** PASSAGE TO READ follows **

This is NOT my typical gumbo. If you know me or have followed me on social media, seafood gumbo is my jam. This particular gumbo had been all over my Instagram explore page and my first thoughts were “People just mix anything together.” Lol. However, I am starting this new habit of trying out viral recipes and reviewing them. Well, let me just say, I was pleasantly surprised! This gumbo has an amazing flavor and surprisingly the collard greens were a nice addition to the flavor from the smoked turkey wings. The last thing that blew my mind about this entire experience is when I googled “gumbo greens” and learned of its Louisiana (New Orleans) roots. Please google it when you have time. I hope you enjoy this as much as I did. Please be sure to check out the Instagram reel here. They are probably still arguing in the comments as you’re reading this haha.

** End of PASSAGE TO READ **
** DATASET CONTENT follows **

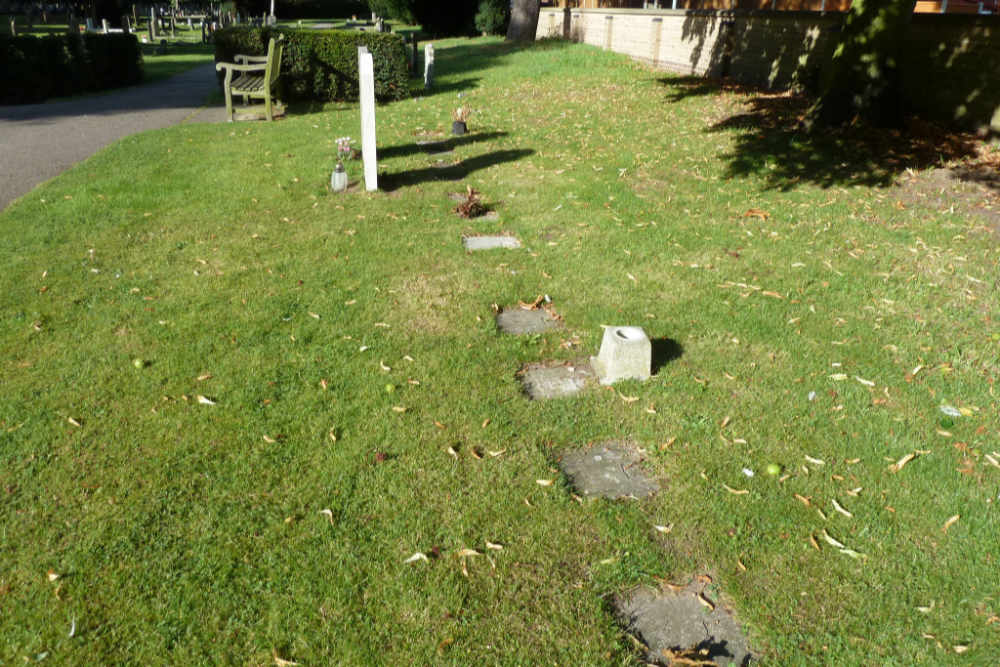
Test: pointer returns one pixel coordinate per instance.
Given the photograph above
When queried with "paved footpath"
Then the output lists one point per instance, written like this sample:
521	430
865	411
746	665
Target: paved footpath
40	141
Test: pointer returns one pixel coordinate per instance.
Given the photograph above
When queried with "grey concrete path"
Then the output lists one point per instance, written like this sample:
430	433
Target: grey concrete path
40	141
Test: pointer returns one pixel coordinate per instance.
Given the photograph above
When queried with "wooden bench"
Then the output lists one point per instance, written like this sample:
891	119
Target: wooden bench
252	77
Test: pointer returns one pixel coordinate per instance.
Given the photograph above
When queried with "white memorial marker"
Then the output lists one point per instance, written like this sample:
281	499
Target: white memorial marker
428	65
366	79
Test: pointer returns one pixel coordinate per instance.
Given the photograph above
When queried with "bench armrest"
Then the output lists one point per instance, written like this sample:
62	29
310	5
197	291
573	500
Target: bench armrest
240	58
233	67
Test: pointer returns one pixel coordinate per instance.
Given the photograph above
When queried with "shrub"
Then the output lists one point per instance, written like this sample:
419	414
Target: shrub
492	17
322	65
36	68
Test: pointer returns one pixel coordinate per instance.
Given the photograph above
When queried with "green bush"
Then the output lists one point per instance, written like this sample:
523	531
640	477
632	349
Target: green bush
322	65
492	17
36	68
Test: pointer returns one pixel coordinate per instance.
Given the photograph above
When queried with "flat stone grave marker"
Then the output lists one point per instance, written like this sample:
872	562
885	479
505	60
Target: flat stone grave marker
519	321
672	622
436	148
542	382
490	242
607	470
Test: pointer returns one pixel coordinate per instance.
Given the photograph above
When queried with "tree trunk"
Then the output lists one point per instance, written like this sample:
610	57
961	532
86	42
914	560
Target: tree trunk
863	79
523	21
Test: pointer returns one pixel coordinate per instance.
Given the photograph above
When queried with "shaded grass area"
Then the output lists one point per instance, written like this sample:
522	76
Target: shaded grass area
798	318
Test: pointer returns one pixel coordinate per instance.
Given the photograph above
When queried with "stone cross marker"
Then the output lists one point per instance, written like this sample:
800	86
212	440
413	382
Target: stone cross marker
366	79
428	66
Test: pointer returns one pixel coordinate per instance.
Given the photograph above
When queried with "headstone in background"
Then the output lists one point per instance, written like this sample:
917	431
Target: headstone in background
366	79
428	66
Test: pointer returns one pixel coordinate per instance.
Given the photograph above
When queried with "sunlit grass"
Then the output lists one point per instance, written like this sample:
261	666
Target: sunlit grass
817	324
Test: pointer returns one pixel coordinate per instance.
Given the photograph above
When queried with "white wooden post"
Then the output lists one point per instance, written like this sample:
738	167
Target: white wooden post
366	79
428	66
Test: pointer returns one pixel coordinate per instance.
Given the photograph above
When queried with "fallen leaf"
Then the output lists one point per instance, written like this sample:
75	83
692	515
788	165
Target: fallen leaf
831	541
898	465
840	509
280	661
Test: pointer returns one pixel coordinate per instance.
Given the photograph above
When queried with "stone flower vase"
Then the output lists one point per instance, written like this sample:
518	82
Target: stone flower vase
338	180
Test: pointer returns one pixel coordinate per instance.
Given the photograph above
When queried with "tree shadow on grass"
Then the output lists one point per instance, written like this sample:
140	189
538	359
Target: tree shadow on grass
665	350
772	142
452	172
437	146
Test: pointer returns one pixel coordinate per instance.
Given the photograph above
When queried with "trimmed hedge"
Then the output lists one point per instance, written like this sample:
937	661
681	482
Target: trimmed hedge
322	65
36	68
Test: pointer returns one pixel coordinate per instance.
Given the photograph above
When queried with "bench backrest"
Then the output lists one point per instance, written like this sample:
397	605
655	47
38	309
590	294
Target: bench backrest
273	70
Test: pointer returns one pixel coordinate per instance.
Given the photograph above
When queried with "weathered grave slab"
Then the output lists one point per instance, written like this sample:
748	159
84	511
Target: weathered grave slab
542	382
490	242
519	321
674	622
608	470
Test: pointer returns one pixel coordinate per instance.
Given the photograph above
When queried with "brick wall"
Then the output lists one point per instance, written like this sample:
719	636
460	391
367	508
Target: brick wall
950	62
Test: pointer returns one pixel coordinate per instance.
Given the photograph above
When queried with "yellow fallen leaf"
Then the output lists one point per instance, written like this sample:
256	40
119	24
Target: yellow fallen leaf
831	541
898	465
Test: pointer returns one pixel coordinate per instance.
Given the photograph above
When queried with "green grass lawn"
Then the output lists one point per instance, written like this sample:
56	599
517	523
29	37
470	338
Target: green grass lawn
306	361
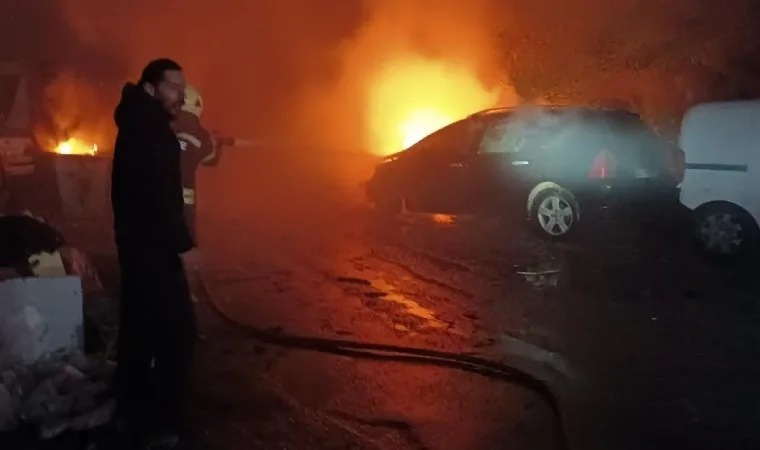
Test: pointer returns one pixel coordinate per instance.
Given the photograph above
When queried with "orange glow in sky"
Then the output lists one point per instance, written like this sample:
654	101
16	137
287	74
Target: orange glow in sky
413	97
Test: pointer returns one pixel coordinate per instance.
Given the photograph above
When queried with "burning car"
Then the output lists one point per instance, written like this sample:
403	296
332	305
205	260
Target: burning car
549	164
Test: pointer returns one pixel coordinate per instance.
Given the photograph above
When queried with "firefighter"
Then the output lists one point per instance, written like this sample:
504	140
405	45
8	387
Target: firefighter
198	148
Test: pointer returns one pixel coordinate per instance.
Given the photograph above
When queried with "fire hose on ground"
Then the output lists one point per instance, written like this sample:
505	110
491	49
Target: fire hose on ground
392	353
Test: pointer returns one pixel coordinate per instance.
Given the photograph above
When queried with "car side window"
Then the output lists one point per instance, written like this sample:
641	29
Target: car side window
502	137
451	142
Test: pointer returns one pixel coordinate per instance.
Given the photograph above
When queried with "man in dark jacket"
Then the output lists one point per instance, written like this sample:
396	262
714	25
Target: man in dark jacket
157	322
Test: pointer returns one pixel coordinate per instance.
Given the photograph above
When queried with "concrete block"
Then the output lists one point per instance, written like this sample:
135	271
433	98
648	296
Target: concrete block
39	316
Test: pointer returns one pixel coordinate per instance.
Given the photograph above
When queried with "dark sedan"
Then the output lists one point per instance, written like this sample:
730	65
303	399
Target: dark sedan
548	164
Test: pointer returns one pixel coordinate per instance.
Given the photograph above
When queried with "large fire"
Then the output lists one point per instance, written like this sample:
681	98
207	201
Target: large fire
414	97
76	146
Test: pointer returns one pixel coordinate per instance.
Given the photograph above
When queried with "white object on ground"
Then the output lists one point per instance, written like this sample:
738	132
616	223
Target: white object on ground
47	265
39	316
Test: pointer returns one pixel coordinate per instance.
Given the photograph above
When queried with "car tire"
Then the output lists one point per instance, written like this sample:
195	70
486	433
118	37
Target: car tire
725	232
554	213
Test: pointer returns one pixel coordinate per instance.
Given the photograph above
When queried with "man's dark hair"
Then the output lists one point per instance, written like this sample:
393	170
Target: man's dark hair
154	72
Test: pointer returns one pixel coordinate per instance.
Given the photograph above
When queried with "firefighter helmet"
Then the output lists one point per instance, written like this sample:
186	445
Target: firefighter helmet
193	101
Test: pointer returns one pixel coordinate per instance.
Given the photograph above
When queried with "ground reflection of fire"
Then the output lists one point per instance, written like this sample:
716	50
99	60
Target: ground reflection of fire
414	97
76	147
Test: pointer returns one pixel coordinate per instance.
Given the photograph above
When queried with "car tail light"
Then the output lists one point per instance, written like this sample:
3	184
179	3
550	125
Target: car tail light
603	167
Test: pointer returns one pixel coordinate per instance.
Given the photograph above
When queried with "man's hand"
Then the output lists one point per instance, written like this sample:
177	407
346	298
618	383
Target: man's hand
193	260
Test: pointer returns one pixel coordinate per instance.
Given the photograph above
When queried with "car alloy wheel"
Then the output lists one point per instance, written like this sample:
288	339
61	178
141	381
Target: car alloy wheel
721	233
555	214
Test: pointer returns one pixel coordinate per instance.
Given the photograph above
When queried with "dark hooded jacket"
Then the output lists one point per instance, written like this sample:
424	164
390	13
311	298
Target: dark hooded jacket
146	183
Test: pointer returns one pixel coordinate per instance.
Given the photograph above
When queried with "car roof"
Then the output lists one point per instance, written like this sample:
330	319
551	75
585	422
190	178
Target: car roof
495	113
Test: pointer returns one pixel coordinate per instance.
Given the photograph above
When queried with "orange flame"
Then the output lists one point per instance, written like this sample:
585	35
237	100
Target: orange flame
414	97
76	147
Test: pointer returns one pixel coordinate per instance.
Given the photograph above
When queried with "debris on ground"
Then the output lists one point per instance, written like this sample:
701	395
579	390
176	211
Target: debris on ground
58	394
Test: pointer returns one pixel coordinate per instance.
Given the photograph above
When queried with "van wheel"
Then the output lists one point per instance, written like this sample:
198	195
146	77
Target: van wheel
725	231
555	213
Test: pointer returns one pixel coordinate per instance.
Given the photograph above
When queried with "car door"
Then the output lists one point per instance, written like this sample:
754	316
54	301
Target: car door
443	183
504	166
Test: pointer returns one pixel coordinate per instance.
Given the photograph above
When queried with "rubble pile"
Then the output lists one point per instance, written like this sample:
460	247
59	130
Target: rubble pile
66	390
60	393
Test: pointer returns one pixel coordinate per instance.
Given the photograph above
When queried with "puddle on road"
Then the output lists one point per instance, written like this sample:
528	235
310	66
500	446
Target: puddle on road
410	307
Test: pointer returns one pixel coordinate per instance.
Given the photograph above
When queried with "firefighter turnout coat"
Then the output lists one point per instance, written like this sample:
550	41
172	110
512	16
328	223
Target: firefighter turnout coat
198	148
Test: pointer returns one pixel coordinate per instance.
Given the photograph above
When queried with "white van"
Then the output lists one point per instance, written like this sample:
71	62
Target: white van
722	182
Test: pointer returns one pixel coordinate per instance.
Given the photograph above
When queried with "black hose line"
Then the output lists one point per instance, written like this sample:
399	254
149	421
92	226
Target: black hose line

** End of DATASET CONTENT **

- **YOUR TASKS**
1) In the gumbo post, what did the writer learn after searching for "gumbo greens"?
2) Sum up the gumbo post in two sentences.
3) Please write a continuation of the gumbo post, starting after its last sentence.
The lines have nothing to do with what is asked here.

- **EXERCISE RESPONSES**
1) The writer learned of its Louisiana (New Orleans) roots.

2) The writer, whose usual favorite is seafood gumbo, tried a viral gumbo recipe as part of a new habit of testing and reviewing viral recipes and was pleasantly surprised. The gumbo had an amazing flavor, with collard greens that paired nicely with smoked turkey wings, and a search for "gumbo greens" revealed its Louisiana (New Orleans) roots.

3)
1 cups of flour
½ cup and 2 tbs of corn oil
2 yellow onions, diced finely
½ red onion, diced finely
3 bell peppers (orange, red and green), diced finely
1 fresh jalapeño, diced finely
2 tbs of minced garlic
2 lbs of smoked sausage or andouille, chopped
2 bundles of collard greens, cleaned and picked from stem
2 lbs of smoked turkey wings
Black Pepper, to taste
Smoked Paprika, to taste
Slap Your Mama Creole Seasoning, to taste
Badia Complete Seasoning, to taste
Oregano, to taste
Crushed Red Pepper, to taste
Garlic Powder, to taste
Onion Power, to taste
Culture Creole Seasoning, to taste
4-6 cups of chicken stock
2 lbs of shrimp, peeled and deveined
Notes: After you chop the sausage, bake or boil them to get the grease out. You can do this first and let it boil or bake while making the roux.
Make the Roux
1. Using a heavy bottomed 6-quart pot, turn your stove to medium-high heat and add the corn oil to the pot. Let the oil heat for a minute or two.
2. Add the flour and stir continuously to blend the flour and oil together.
3. Continue to stir until the roux begins to darken.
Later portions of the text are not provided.